--- Task to carry out ---
Every entry below, from first to last, should be copied exactly.
═════ Exercise material
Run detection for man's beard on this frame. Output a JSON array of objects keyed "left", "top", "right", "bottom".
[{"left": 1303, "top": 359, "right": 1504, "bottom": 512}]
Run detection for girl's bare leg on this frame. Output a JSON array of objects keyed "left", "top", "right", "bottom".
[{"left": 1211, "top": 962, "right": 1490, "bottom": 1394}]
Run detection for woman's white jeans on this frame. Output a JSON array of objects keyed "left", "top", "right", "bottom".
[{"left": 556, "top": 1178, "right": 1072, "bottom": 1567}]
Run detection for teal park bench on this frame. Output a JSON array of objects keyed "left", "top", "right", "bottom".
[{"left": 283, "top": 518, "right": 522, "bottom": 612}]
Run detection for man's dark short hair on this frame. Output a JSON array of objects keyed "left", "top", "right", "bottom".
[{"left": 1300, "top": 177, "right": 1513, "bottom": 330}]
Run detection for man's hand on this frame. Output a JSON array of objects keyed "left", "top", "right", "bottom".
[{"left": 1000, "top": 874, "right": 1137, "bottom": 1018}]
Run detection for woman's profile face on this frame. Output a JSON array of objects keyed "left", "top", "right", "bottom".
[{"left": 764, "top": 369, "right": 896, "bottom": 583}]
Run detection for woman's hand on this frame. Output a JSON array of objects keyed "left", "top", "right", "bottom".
══════════
--- Exercise result ---
Run detection for man's beard on this frame. Output a JSON array of objects keyed "left", "top", "right", "bottom".
[{"left": 1303, "top": 359, "right": 1504, "bottom": 512}]
Run detection for girl's bare leg on this frame. Output a JSON array of objects keyed "left", "top", "right", "bottom".
[{"left": 1211, "top": 962, "right": 1490, "bottom": 1394}]
Run detection for woman's white jeans on this frame. Output a JSON array of objects keyed "left", "top", "right", "bottom".
[{"left": 556, "top": 1178, "right": 1072, "bottom": 1567}]
Run detection for teal park bench on this frame. Output a JSON array of objects keyed "left", "top", "right", "bottom".
[{"left": 283, "top": 518, "right": 522, "bottom": 612}]
Run detection for man's dark short hair on this frame. Output a JSON array of objects keyed "left", "top", "right", "bottom".
[{"left": 1300, "top": 177, "right": 1513, "bottom": 330}]
Run detection for man's hand on this frame. Output a JSON array of objects keyed "left", "top", "right", "bottom".
[{"left": 1000, "top": 874, "right": 1137, "bottom": 1018}]
Run detection for woman's profile face on this frame. Output a JSON array of objects keyed "left", "top", "right", "bottom".
[{"left": 764, "top": 369, "right": 896, "bottom": 583}]
Run detection for woman's hand on this frame. Output a JSON array of objects keyed "left", "top", "right", "bottom".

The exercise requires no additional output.